__Problem statement__. Put this sentence from the passage on MMX packed arithmetic into Spanish: "None of these instructions affect the CPU's FLAGs register."

__Passage provided__.
Of course, the unpack instructions are quite valuable any time you need to interleave data. For example, if you have three separate images containing the blue, red, and green components of a 24-bit image, it is possible to merge these three bytes together using the PUNPCKLBW instruction¹.

11.7.3 MMX Packed Arithmetic Instructions
paddb( mem64, mmi );
 
paddb( mmi, mmi );
 

 
paddw( mem64, mmi );
 
paddw( mmi, mmi );
 

 
paddd( mem64, mmi );
 
paddd( mmi, mmi );
 

 
paddsb( mem64, mmi );
 
paddsb( mmi, mmi );
 

 
paddsw( mem64, mmi );
 
paddsw( mmi, mmi );
 

 
paddusb( mem64, mmi );
 
paddusb( mmi, mmi );
 

 
paddusw( mem64, mmi );
 
paddusw( mmi, mmi );
 

 
psubb( mem64, mmi );
 
psubb( mmi, mmi );
 

 
psubw( mem64, mmi );
 
psubw( mmi, mmi );
 

 
psubd( mem64, mmi );
 
psubd( mmi, mmi );
 

 
psubsb( mem64, mmi );
 
psubsb( mmi, mmi );
 

 
psubsw( mem64, mmi );
 
psubsw( mmi, mmi );
 

 
psubusb( mem64, mmi );
 
psubusb( mmi, mmi );
 

 
psubusw( mem64, mmi );
 
psubusw( mmi, mmi );
 

 
pmulhuw( mem64, mmi );
 
pmulhuw( mmi, mmi );
 

 
pmulhw( mem64, mmi );
 
pmulhw( mmi, mmi );
 

 
pmullw( mem64, mmi );
 
pmullw( mmi, mmi );
 

 
pmaddwd( mem64, mmi );
 
pmaddwd( mmi, mmi );
 

 
The packed arithmetic instructions operate on a set of bytes, words, or double words within a 64-bit block. For example, the PADDW instruction computes four 16-bit sums of two operand simultaneously. None of these instructions affect the CPU's FLAGs register. Therefore, there is no indication of overflow, underflow, zero result, negative result, etc. If you need to test a result after a packed arithmetic computation, you will need to use one of the packed compare instructions (see "MMX Comparison Instructions" on page 1134).

__Records of labeled boxes__.
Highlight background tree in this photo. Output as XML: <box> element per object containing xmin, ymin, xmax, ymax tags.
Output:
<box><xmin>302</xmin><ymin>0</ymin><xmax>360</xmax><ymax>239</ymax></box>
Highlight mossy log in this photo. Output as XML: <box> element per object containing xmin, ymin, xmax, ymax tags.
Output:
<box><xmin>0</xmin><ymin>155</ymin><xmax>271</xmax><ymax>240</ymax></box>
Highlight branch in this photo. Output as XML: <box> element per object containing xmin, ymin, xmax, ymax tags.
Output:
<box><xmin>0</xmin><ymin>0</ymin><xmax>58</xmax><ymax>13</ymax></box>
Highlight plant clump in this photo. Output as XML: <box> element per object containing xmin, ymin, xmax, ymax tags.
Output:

__Full output__. Ninguna de estas instrucciones afecta al registro FLAGs de la CPU.